::: RECORDS SHOWN :::

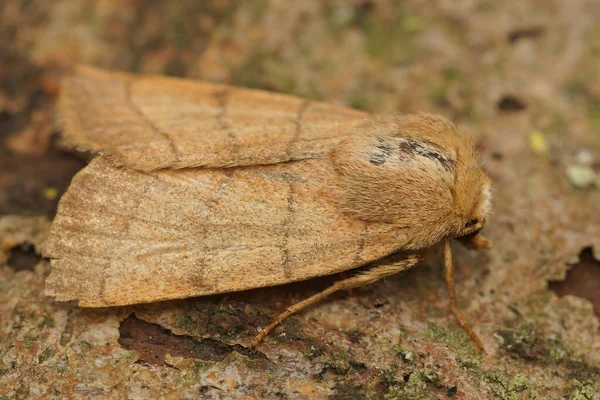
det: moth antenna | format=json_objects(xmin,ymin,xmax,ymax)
[
  {"xmin": 251, "ymin": 255, "xmax": 421, "ymax": 347},
  {"xmin": 444, "ymin": 239, "xmax": 485, "ymax": 353}
]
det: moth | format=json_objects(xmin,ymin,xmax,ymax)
[{"xmin": 44, "ymin": 67, "xmax": 491, "ymax": 349}]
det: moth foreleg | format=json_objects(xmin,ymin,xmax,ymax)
[
  {"xmin": 444, "ymin": 240, "xmax": 485, "ymax": 353},
  {"xmin": 252, "ymin": 255, "xmax": 421, "ymax": 347}
]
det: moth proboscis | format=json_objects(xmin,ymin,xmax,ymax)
[{"xmin": 45, "ymin": 67, "xmax": 491, "ymax": 350}]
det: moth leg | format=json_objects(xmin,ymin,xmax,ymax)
[
  {"xmin": 252, "ymin": 255, "xmax": 422, "ymax": 347},
  {"xmin": 444, "ymin": 240, "xmax": 485, "ymax": 353}
]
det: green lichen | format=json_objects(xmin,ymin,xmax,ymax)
[
  {"xmin": 494, "ymin": 326, "xmax": 541, "ymax": 360},
  {"xmin": 38, "ymin": 315, "xmax": 54, "ymax": 329},
  {"xmin": 330, "ymin": 381, "xmax": 367, "ymax": 400},
  {"xmin": 395, "ymin": 345, "xmax": 415, "ymax": 364},
  {"xmin": 173, "ymin": 314, "xmax": 194, "ymax": 331},
  {"xmin": 566, "ymin": 379, "xmax": 596, "ymax": 400},
  {"xmin": 426, "ymin": 323, "xmax": 481, "ymax": 365},
  {"xmin": 483, "ymin": 371, "xmax": 529, "ymax": 400},
  {"xmin": 384, "ymin": 373, "xmax": 437, "ymax": 400},
  {"xmin": 38, "ymin": 347, "xmax": 56, "ymax": 364}
]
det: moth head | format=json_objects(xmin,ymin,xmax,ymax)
[{"xmin": 330, "ymin": 114, "xmax": 491, "ymax": 249}]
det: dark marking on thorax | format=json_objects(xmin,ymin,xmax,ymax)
[{"xmin": 399, "ymin": 139, "xmax": 455, "ymax": 170}]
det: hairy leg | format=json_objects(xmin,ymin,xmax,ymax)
[
  {"xmin": 252, "ymin": 255, "xmax": 421, "ymax": 347},
  {"xmin": 444, "ymin": 240, "xmax": 485, "ymax": 353}
]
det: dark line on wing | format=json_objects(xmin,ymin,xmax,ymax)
[
  {"xmin": 281, "ymin": 181, "xmax": 296, "ymax": 280},
  {"xmin": 352, "ymin": 222, "xmax": 369, "ymax": 265},
  {"xmin": 124, "ymin": 82, "xmax": 181, "ymax": 164},
  {"xmin": 213, "ymin": 89, "xmax": 240, "ymax": 159}
]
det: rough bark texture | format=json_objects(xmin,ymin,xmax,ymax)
[{"xmin": 0, "ymin": 0, "xmax": 600, "ymax": 399}]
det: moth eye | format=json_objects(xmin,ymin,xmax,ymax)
[{"xmin": 465, "ymin": 218, "xmax": 479, "ymax": 228}]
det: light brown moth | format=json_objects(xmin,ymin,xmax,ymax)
[{"xmin": 45, "ymin": 67, "xmax": 490, "ymax": 349}]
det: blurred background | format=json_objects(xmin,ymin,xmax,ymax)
[
  {"xmin": 0, "ymin": 0, "xmax": 600, "ymax": 400},
  {"xmin": 0, "ymin": 0, "xmax": 600, "ymax": 219}
]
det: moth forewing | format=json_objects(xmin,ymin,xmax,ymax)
[
  {"xmin": 45, "ymin": 157, "xmax": 408, "ymax": 307},
  {"xmin": 59, "ymin": 67, "xmax": 367, "ymax": 171},
  {"xmin": 45, "ymin": 67, "xmax": 490, "ymax": 346}
]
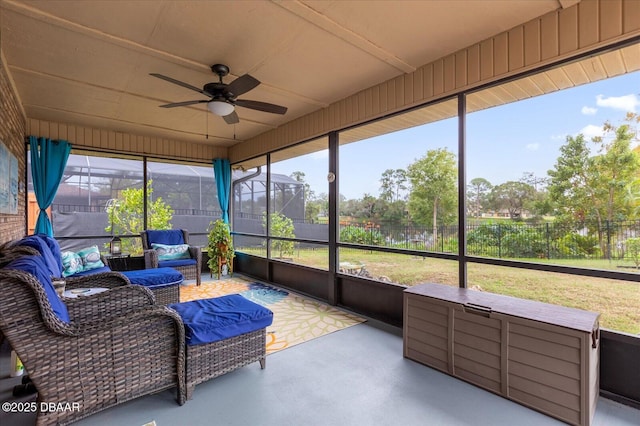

:::

WHAT YOU HAVE TO DO: Write out, character for character, the lines of the material from the line containing "det: moth forewing" through the end of the material, inclusive. Leave the pictures out of your answer.

OUTPUT FOR THIS TASK:
det: moth forewing | format=json_objects(xmin,ymin,xmax,ymax)
[
  {"xmin": 45, "ymin": 157, "xmax": 408, "ymax": 307},
  {"xmin": 59, "ymin": 67, "xmax": 367, "ymax": 171},
  {"xmin": 45, "ymin": 67, "xmax": 490, "ymax": 346}
]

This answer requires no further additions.